Pub Date: Nov. 11th, 2003
ISBN: 0-553-80294-1
Publisher: Bantam

Baruth’s first full-length fiction (after linked stories and a novella, not reviewed) is an unsatisfying hybrid: a time-travel extravaganza that’s also a political novel featuring Bill Clinton.

It’s 2055, and the outlook for the US is dire. The Cigarette Wars have been going on for 30 years, the US is losing ground to the Sino-Russian Alliance, and whole swaths of the West are controlled by homegrown right-wing militias. The origins of the Wars lie in the Clinton Administration’s decision in the 1990s to push for NATO expansion (real) and the Anti-Tobacco Accords (invented). Go back in time, annul those decisions, and nip the Wars in the bud: the NSC in 2055 can do all that. The key figure is BC, still alive at 109 and working in Little Rock with narrator Sal Hayden, a female historian, his authorized biographer, and the world’s greatest expert on BC. The NSC needs Sal’s help as “script consultant,” so they lock down the Arkansas facility with a Clancyesque flourish and draft her, under protest. She has three handlers code-named James (for Carville), George (for Stephanopoulos), and Virginia, a “bodyist,” who will seduce—or kill—as directed. The four fly into 1963 Vegas to watch the Patterson-Liston fight (huh?) before their real assignment, recruiting/kidnapping the 16-year-old BC (yBC), who will then persuade his older 1995 self to scrap those decisions. It’s all baloney, of course, both as narrative (endless set-up, nonexistent payoff) and as geopolitics (Orwell’s 1984 with a high-tech gloss). What’s fresh, interestingly, is BC himself, whether as a teenager already demonstrating his formidable people skills, or as an immensely old man, still the same mix of charm, empathy, self-pity and tantrums; Baruth even gets mischievous fun out of a confrontation between Sal and a programmed BC at an interactive mock-up of a White House Coffee.

It’s a shame that Baruth’s real strength as a character-driven storyteller is too often eclipsed by arid think-tank scenarios.

▶ DATA EXCERPTS:
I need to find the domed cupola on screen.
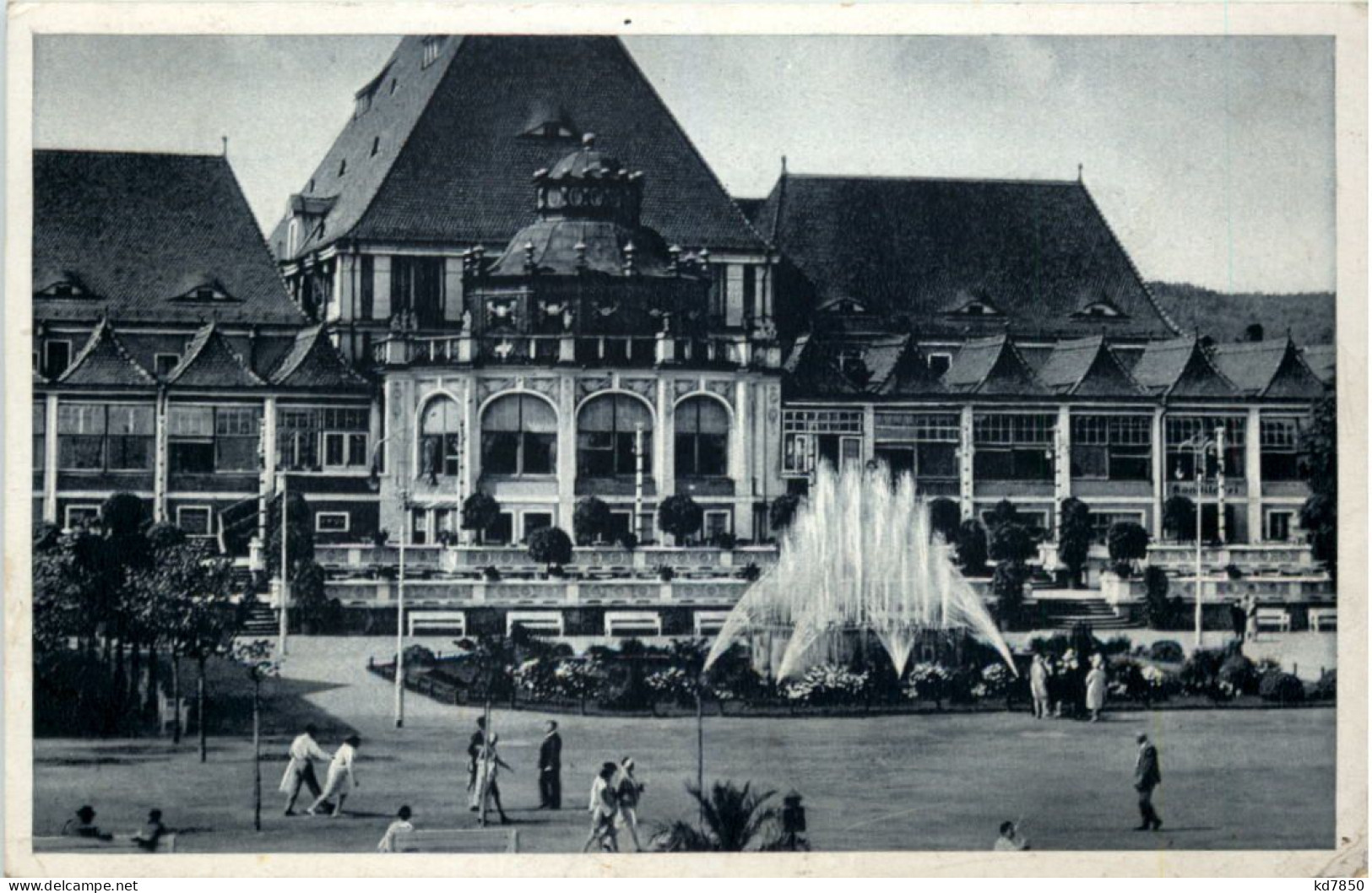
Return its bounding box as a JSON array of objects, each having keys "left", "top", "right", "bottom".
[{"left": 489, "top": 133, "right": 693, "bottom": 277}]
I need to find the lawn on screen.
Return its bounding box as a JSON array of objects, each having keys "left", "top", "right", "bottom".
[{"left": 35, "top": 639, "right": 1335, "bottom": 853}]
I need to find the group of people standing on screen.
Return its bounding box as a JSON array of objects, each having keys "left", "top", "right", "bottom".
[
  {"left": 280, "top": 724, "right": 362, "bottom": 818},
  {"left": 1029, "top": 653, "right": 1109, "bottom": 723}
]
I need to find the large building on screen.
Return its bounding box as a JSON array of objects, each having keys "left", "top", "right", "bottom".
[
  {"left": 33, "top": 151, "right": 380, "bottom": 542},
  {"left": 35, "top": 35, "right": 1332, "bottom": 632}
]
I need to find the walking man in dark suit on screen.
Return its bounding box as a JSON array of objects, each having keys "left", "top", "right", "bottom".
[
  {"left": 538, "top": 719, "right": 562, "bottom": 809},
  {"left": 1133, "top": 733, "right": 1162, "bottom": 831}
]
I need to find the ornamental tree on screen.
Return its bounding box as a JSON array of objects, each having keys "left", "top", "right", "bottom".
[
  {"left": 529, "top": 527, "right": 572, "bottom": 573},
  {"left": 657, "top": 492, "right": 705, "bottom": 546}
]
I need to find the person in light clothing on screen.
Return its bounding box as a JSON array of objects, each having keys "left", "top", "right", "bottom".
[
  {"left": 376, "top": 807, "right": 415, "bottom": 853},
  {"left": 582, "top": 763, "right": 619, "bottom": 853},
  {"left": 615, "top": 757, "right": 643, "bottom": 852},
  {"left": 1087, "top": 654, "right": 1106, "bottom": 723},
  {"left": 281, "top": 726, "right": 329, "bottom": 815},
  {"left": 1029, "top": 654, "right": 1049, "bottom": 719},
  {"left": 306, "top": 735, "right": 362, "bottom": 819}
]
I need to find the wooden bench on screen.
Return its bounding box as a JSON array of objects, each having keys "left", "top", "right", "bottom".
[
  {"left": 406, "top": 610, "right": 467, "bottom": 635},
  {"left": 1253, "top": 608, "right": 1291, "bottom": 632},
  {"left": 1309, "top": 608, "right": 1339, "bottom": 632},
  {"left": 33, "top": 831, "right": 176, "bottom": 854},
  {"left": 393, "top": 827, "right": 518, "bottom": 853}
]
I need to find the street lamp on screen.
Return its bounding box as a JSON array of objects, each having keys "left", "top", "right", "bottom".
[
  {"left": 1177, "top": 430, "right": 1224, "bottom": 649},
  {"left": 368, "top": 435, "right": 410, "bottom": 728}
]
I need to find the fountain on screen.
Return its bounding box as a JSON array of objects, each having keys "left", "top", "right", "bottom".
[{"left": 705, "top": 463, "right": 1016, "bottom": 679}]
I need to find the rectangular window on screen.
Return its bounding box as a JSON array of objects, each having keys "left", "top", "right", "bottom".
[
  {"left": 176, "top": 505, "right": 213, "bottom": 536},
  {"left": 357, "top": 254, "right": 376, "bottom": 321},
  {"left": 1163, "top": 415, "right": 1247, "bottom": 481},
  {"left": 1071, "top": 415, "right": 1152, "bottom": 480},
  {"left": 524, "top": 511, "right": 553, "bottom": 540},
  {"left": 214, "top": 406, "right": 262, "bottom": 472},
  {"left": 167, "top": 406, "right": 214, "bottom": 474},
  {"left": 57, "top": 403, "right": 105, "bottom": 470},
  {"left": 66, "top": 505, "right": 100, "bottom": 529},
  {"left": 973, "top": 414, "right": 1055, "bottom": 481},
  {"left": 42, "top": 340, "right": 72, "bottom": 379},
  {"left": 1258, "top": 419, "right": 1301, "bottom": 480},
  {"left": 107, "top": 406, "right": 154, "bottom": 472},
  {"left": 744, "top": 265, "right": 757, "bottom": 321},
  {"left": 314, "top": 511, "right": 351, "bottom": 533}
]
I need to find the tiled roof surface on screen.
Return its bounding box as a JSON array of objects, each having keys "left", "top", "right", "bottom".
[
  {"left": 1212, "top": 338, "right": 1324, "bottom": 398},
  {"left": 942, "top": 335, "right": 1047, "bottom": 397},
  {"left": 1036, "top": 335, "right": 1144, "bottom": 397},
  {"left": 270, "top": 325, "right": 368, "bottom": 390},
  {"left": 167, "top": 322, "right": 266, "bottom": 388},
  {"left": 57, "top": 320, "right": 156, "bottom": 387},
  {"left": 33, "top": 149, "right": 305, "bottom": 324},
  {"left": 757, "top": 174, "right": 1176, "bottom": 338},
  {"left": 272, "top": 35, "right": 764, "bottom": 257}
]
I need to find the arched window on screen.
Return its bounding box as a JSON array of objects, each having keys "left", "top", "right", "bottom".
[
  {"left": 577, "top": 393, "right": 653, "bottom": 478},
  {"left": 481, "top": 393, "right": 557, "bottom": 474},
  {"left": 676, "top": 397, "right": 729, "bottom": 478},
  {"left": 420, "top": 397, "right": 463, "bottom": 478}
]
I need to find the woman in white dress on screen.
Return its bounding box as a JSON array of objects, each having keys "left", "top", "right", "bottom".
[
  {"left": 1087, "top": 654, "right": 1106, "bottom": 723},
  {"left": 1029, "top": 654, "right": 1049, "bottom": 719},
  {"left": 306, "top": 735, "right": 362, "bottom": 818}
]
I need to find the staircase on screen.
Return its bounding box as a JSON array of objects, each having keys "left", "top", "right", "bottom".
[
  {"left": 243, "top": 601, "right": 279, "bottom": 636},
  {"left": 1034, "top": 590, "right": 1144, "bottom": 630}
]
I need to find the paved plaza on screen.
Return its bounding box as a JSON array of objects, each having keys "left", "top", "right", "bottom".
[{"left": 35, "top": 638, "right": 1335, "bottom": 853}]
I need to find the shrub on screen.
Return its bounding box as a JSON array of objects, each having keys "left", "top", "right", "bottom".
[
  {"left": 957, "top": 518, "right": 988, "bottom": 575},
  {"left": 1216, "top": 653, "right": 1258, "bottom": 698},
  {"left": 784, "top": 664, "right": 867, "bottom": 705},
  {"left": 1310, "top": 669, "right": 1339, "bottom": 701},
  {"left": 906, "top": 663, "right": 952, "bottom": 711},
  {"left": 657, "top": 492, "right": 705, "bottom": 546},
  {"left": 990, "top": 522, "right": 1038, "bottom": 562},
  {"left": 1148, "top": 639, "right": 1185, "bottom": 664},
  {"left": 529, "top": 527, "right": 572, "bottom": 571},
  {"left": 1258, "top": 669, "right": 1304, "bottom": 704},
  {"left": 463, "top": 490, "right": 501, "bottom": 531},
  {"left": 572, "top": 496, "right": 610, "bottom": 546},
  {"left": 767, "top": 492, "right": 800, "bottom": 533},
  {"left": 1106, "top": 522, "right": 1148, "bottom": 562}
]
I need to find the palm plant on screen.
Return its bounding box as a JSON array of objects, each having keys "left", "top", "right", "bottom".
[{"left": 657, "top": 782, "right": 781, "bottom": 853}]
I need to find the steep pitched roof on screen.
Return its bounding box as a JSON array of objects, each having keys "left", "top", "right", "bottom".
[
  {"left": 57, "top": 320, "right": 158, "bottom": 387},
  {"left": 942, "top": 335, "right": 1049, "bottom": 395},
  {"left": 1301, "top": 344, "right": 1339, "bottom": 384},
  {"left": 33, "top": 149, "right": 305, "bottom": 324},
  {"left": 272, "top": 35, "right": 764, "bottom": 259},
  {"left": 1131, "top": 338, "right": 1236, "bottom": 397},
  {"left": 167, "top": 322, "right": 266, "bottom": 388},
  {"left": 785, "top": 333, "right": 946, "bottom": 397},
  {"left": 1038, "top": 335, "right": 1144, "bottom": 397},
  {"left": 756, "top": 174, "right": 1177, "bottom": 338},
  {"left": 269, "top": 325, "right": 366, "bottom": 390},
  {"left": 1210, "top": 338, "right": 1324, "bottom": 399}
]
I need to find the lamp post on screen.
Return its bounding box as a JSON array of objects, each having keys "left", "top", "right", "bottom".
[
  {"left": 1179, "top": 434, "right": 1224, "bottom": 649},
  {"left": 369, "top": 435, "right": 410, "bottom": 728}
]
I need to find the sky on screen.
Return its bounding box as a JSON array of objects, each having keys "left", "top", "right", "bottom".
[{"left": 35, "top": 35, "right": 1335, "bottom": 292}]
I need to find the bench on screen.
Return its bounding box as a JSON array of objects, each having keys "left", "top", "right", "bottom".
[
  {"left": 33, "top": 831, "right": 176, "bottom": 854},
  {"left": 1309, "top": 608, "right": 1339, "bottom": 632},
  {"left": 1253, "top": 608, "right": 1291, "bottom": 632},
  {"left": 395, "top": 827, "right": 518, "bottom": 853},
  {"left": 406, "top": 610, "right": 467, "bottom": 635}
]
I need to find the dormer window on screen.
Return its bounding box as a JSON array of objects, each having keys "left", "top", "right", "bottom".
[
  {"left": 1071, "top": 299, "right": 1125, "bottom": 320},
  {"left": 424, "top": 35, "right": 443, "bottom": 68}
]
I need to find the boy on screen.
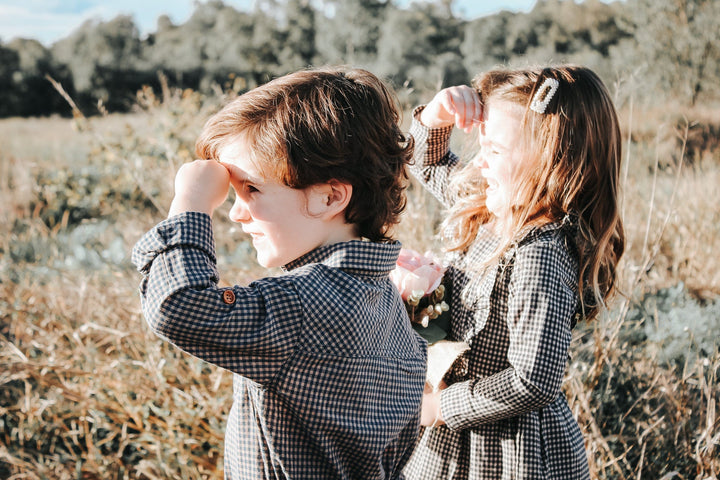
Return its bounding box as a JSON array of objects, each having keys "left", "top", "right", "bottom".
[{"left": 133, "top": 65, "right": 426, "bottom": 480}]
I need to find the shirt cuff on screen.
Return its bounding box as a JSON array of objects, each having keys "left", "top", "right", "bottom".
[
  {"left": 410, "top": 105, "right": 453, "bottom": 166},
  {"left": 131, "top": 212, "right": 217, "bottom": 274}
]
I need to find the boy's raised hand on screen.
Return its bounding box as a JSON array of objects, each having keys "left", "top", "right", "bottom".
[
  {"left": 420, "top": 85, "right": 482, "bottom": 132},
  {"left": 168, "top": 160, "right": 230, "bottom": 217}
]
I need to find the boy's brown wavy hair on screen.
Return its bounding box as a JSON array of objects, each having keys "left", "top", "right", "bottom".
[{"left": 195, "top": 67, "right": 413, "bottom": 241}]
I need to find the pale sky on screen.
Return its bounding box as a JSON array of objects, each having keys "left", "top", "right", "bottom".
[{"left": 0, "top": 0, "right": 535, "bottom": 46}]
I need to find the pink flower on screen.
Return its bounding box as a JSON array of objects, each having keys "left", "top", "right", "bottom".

▶ WORK REQUIRED: Retype the stretch of the book review from "Pub Date: Nov." through "featuring Bill Clinton.". The material comes from a separate source unrelated to the review.

▶ THE ANSWER:
Pub Date: Nov. 11th, 2003
ISBN: 0-553-80294-1
Publisher: Bantam

Baruth’s first full-length fiction (after linked stories and a novella, not reviewed) is an unsatisfying hybrid: a time-travel extravaganza that’s also a political novel featuring Bill Clinton.